Work to be completed: Output the data below in full, byte for byte. Nothing may differ.

Material for the task:

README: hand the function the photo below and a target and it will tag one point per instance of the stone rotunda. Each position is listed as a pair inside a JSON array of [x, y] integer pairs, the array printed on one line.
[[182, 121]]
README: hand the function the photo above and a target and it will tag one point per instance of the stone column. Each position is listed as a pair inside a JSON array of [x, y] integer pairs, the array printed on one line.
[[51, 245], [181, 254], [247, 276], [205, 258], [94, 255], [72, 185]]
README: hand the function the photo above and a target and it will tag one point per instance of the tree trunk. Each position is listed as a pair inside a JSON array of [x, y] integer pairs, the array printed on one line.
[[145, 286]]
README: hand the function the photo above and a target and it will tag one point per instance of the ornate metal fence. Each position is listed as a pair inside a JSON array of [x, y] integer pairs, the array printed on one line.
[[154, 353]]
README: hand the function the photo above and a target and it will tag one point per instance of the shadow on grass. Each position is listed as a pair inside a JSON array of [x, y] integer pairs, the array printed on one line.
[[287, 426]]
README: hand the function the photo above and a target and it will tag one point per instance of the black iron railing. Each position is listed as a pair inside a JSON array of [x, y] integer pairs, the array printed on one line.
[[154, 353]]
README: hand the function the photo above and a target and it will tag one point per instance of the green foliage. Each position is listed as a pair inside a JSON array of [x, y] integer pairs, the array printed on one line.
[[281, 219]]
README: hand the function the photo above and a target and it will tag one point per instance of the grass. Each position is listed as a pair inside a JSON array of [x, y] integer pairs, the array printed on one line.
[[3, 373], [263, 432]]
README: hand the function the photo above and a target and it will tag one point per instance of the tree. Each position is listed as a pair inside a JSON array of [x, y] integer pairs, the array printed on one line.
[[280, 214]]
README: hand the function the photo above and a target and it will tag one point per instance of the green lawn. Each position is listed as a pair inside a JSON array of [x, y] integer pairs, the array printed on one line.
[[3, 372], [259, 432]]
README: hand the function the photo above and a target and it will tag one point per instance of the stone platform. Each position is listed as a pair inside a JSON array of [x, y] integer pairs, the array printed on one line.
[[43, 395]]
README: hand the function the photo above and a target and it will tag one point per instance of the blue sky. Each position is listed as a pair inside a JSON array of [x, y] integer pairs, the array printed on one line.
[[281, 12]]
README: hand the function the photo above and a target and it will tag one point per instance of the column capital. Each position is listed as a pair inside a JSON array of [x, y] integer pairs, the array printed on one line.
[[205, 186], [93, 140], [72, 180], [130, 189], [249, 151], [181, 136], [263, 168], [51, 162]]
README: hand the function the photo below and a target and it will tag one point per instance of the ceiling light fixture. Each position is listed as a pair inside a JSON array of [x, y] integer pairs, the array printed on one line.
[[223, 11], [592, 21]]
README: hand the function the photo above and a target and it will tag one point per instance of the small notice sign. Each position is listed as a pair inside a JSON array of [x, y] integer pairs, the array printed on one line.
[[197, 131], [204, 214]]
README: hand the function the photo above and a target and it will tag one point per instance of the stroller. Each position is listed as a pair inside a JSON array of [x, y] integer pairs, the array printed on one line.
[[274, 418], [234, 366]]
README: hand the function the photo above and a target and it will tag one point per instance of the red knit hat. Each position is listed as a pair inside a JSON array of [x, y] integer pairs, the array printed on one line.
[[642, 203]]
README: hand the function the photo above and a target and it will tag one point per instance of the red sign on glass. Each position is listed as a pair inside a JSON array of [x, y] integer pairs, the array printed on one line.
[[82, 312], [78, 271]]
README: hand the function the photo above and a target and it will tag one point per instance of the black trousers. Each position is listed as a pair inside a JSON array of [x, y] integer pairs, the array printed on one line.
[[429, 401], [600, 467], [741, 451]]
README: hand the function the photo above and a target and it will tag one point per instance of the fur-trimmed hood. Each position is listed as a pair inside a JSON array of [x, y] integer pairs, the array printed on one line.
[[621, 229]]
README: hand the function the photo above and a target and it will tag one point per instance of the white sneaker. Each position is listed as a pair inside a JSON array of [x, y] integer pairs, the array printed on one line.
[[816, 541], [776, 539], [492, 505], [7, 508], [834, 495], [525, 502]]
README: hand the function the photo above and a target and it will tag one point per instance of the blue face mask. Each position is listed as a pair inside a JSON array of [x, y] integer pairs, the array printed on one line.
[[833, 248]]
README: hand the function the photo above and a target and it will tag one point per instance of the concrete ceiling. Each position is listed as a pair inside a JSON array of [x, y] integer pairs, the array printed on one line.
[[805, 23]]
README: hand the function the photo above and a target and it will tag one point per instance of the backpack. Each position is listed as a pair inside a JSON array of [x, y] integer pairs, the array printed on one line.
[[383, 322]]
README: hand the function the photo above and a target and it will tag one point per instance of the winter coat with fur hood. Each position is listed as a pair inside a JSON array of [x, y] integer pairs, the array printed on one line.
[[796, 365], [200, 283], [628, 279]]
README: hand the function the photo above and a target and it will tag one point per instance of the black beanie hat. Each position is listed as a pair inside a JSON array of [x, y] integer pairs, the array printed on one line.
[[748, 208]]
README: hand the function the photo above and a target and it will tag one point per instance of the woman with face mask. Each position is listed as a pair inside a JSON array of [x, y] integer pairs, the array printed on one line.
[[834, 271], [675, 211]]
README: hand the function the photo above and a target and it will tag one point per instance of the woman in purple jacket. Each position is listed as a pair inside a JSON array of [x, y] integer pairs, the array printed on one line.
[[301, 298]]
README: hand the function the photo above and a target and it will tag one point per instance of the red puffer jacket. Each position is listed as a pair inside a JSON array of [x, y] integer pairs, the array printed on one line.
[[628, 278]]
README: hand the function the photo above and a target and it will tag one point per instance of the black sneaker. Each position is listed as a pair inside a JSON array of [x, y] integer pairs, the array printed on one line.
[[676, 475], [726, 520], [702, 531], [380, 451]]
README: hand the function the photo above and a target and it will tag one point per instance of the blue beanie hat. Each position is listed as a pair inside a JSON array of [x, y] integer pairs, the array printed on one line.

Written solution:
README: hand the function the photo below and a target and it will tag one point per instance of the stone rotunda. Each position is listed as a pair inside a JSON array of [x, y] integer pairs, the array printed on one line.
[[182, 121]]
README: hand the function the photo above and a target and it will tag one point per instance of the stone column. Each position is listed as a pair inside a JSON array of [x, y] integer pairs, the array printed on one line.
[[51, 245], [181, 254], [247, 276], [205, 258], [94, 255], [72, 185]]
README: hand the function the photo above and a target and it will tag one point per instance of the tree trunk. Each position is listed as a pair inside a JSON array of [x, y] integer pairs, the array printed on one line.
[[145, 286]]
README: hand the function the photo above and a target and it will tag one point per instance of the ornate metal fence. Each position is listed as a pair inside a JSON array of [x, y] integer pairs, the array printed on one line.
[[154, 353]]
README: hand the function the photo above and a target and it will tag one point per instance of the shadow on grass. Each position is listed as a pair inside a JSON array of [x, y] integer pairs, the array printed on one line.
[[287, 426]]
README: hand the function the photo above and a target and it will tag one point per instance of the black iron railing. Each position is listed as a pair inside a JSON array of [x, y] integer pairs, the array printed on one line.
[[154, 353]]
README: hand the function the photo above and a target and it will tag one point per instance of the green foliage. Each position is listed as a pair inside a JSON array of [x, y] integer pairs, the array printed on one line.
[[281, 219]]
README: hand the function the photo above and a target and it will tag one point per instance of the grass. Each position is listed as a pair inside a JSON array of [x, y] integer pairs, the array printed on one line.
[[3, 373], [263, 432]]
README: hand the function the photo above and a target and it will tag one point per instance of the tree. Each position is listed as a pair inside a JSON array of [x, y] integer pairs, the array printed on one line.
[[280, 214]]
README: hand the function the photo above and a target and it will tag one point per instance of the green lawn. Each position is listed as a pair inside a JSON array of [x, y] integer pairs, the array printed on one line.
[[3, 372], [259, 432]]
README: hand the function the photo above and a target and it will tag one point per instance of the stone platform. Each position is listed as a pair inside a JSON array of [x, y] integer pairs, the array printed on one line.
[[43, 395]]
README: hand the function the photo above and a target and it will tag one point per instance of the blue sky. Each position is listed as a pair inside a JSON array of [x, y] integer pairs, the array printed on one line.
[[281, 12]]
README: hand the function the photo above and a target and it will tag one point per instance of the column capital. Each position is listed as a pair inside a JSON array of [x, y] integer pairs, the array printed on one line.
[[205, 186], [93, 140], [72, 180], [130, 189], [249, 151], [181, 136], [263, 168], [51, 162]]
README: hand the function the photo below and a target and it will tag one point per instance of the ceiling light fixture. Each position is listed as a pair inside a JSON array of [x, y] integer pairs, the array printed on one line.
[[223, 11], [592, 21]]
README: hand the function the photo above and a target and it will tag one point per instance of the small notice sign. Each position is listed as a pair inside a JSON array of [x, y] integer pairs, the array printed on one line.
[[197, 131], [204, 214]]
README: hand the function the photo above and a target and it will tag one point per instance of the stroller. Each position is listed as a pair inside a JSON array of [x, y] integer pairs, the array printed on one line.
[[274, 418], [234, 366]]
README: hand the function the photo above and a target and it will tag one point per instance of the red knit hat. Each position is listed as a pair inside a JSON array of [x, y] integer pairs, the array printed on one line.
[[642, 203]]
README: hand the function the photo above and a target and it will tag one point per instance of the red sign on glass. Each position is listed as a pair inside a JSON array of [x, y] integer pairs, the array printed on one line.
[[82, 312], [78, 271]]
README: hand the function the photo above and a target and it will tag one point per instance of the black trousers. Each position is listed as a pair inside a JSON array of [x, y] integer pairs, the array printed on one line.
[[429, 401], [600, 467], [741, 451]]
README: hand the function the photo above and a target and it will tag one point per instance of the fur-trimmed hood. Each position is listed as a pair inside a JSON array of [x, y] integer pairs, the array printed on one line.
[[621, 229]]
README: hand the function the photo above and a target and it will tag one point per instance of the white sneaker. Each position is listed as a pair inside a JSON array of [x, y] integer pairs, the array printed on one line.
[[816, 541], [776, 539], [492, 505], [7, 508], [834, 495], [525, 502]]
README: hand the function the photo above and a target and it will tag one point per instance of the blue face mask. Each position is listed as a pair inside a JSON array of [x, y] integer pairs, the array printed on one line.
[[833, 248]]
README: hand the function the photo above and a target and it will tag one point per instance of the concrete ceiling. Each position is listed as a pair inside a JSON array of [x, y] integer pairs, the array printed on one line.
[[805, 23]]
README: hand the function the photo above and a target and it will tag one point per instance of the backpack. Each position is listed as a pair inside a JSON array of [x, y] integer pairs, the array printed on one line.
[[383, 322]]
README: hand the function the photo above and a target and it will tag one point per instance of the winter coat with fur hood. Each position is listed as a pair inside a JSON array of [x, y] integer pairs, the array printed on one line.
[[796, 365], [200, 283], [628, 279]]
README: hand the function the photo above and a target and it will tag one point per instance of the black beanie hat. Each position is listed as a pair inside a JSON array of [x, y] integer pairs, the array printed on one line.
[[748, 208]]
README: hand the function the photo above and a target and it will tag one point per instance of the woman with face mask. Each position is listed as a pair inside a JSON array of [x, y] integer pairs, the array printed on one line.
[[834, 271], [675, 211]]
README: hand the function the photo above and a target and it will tag one point per instance of the woman in purple jacket. Each position is listed as a pair inside a JSON array of [x, y] integer pairs, the array printed on one line.
[[301, 298]]
README: hand the function the photo above and a target and it will tag one point per instance of the red puffer jacket. Each position is listed as a pair inside a JSON array of [x, y] integer pairs, the array printed on one line.
[[628, 278]]
README: hand the function the photo above and a target and it will tag one point per instance of the black sneaker. Each position is listed as a pair inside a JSON array of [x, y] integer pairs, the array printed on one line.
[[676, 475], [726, 520], [702, 531], [380, 451]]
README: hand the function the photo above and a target and it will tag one point per instance of the blue beanie hat. Each position is listed as a pair inside a JSON array of [x, y] integer pairs, the array printed on one line.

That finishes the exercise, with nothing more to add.